=== Task to complete ===
Would you retype exactly the lines from the one containing "Put a dot on each instance of the red dry" through the last line of the records below, and nothing else?

Stored entries
· · · ·

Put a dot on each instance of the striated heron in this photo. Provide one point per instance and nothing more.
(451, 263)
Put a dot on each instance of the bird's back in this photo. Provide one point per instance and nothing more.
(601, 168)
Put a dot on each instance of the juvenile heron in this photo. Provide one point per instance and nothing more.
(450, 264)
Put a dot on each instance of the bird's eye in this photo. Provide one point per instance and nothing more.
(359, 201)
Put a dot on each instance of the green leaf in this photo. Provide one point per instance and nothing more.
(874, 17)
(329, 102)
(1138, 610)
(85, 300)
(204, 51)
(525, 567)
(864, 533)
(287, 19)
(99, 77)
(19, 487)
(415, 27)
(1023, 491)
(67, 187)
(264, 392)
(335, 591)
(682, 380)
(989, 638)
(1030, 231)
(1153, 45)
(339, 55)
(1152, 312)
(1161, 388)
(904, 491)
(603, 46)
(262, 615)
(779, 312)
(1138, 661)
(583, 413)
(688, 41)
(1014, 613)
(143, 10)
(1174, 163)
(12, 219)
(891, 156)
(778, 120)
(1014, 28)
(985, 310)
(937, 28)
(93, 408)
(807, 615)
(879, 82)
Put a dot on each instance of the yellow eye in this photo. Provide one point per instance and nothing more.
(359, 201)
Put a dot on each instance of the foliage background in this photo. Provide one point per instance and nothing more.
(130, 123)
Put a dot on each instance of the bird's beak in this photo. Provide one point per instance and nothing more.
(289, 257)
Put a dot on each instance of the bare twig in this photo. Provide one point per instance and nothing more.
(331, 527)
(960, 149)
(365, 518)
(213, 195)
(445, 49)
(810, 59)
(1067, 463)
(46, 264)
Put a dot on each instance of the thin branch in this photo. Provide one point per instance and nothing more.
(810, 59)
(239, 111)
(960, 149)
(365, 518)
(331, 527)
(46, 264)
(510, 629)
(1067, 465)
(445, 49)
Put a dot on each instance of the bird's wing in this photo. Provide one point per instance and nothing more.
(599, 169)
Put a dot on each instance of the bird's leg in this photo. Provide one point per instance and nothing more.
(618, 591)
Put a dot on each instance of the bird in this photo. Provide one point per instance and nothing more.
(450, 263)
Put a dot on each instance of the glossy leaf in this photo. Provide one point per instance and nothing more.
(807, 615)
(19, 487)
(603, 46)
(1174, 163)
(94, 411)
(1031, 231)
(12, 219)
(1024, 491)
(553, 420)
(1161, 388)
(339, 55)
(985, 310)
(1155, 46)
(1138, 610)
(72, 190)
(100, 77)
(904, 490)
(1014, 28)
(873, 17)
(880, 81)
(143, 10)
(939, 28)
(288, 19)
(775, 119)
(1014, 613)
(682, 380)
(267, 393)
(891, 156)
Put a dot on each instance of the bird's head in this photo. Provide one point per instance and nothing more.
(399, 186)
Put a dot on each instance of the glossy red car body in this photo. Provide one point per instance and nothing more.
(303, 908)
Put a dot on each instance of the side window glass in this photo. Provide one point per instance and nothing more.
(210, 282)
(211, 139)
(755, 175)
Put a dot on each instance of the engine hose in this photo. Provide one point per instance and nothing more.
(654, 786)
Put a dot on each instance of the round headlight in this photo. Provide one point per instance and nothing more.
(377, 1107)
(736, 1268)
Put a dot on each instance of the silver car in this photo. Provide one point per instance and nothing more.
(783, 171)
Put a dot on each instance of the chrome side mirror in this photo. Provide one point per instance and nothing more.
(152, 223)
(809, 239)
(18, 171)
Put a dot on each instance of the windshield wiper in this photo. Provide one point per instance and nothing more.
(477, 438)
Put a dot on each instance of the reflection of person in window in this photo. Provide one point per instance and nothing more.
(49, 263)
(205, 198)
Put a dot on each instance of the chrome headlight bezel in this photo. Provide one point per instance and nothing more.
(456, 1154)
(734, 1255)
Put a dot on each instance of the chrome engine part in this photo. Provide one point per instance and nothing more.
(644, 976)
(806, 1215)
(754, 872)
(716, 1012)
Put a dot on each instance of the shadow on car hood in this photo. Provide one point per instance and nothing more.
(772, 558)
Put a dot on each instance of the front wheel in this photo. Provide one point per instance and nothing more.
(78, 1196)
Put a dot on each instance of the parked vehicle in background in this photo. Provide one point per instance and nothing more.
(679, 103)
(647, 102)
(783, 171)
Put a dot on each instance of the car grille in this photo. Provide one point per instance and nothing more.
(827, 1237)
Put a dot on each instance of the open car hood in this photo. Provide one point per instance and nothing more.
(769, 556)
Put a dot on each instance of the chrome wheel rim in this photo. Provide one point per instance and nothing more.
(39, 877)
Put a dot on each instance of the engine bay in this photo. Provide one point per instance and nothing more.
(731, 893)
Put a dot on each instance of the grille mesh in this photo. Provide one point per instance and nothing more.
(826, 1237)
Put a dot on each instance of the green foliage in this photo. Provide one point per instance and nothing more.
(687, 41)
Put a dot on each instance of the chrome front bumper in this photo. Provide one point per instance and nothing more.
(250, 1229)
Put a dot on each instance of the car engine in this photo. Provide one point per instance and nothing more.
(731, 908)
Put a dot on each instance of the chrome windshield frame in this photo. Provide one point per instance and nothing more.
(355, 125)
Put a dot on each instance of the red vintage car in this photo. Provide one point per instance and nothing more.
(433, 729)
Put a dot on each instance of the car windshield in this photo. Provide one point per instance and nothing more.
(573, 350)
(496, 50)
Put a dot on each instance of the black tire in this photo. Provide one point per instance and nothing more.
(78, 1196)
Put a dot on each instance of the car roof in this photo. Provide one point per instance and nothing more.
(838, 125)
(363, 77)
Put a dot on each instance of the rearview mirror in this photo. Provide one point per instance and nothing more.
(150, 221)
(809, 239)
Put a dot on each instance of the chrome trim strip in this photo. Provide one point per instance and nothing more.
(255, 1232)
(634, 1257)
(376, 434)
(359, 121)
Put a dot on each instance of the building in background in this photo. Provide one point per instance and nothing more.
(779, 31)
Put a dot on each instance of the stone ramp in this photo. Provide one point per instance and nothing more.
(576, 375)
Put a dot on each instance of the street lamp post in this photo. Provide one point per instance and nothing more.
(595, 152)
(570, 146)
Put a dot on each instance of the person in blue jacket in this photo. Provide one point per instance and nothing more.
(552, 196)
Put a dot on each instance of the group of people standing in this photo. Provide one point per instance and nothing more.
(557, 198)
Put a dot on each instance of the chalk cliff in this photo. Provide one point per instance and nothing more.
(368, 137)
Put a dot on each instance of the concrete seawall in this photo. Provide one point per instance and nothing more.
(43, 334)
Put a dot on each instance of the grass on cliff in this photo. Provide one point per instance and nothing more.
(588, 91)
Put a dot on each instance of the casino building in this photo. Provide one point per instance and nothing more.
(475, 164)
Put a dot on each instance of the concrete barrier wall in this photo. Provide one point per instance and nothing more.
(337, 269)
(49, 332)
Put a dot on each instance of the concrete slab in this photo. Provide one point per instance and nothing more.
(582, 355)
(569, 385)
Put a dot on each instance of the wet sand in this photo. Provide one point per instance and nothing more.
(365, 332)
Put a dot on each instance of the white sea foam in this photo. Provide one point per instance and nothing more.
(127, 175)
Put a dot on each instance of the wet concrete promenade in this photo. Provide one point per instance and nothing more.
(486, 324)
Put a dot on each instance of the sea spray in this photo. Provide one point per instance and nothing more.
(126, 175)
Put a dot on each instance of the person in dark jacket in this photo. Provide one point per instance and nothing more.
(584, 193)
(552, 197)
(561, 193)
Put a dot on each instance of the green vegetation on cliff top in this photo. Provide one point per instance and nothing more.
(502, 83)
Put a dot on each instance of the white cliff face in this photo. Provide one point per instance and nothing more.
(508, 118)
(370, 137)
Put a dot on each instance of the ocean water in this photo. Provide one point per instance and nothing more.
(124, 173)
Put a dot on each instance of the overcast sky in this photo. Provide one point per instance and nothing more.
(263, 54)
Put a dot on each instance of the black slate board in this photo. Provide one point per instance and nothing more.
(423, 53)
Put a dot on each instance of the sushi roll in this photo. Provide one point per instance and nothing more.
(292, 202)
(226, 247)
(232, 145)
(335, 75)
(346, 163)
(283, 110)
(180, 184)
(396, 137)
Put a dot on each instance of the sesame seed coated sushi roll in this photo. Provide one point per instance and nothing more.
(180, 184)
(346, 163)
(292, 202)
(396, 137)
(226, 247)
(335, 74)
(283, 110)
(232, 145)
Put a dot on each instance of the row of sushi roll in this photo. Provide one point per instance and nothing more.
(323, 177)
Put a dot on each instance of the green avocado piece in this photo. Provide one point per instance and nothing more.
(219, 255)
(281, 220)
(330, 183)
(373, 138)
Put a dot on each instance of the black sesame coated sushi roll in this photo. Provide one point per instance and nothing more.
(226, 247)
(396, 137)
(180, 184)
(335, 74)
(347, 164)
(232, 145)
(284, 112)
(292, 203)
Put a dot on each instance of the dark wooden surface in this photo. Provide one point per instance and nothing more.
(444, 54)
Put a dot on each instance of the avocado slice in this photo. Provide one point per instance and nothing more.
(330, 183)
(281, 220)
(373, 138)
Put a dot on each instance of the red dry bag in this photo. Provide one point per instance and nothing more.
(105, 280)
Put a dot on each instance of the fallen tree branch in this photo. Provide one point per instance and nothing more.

· · · ·

=== Answer below ===
Put a dot on each instance of the red dry bag in this photo. Provide one point per instance and nothing more.
(105, 280)
Put a dot on each instance of the fallen tree branch in this photo. Provide one point per instance and nothing more.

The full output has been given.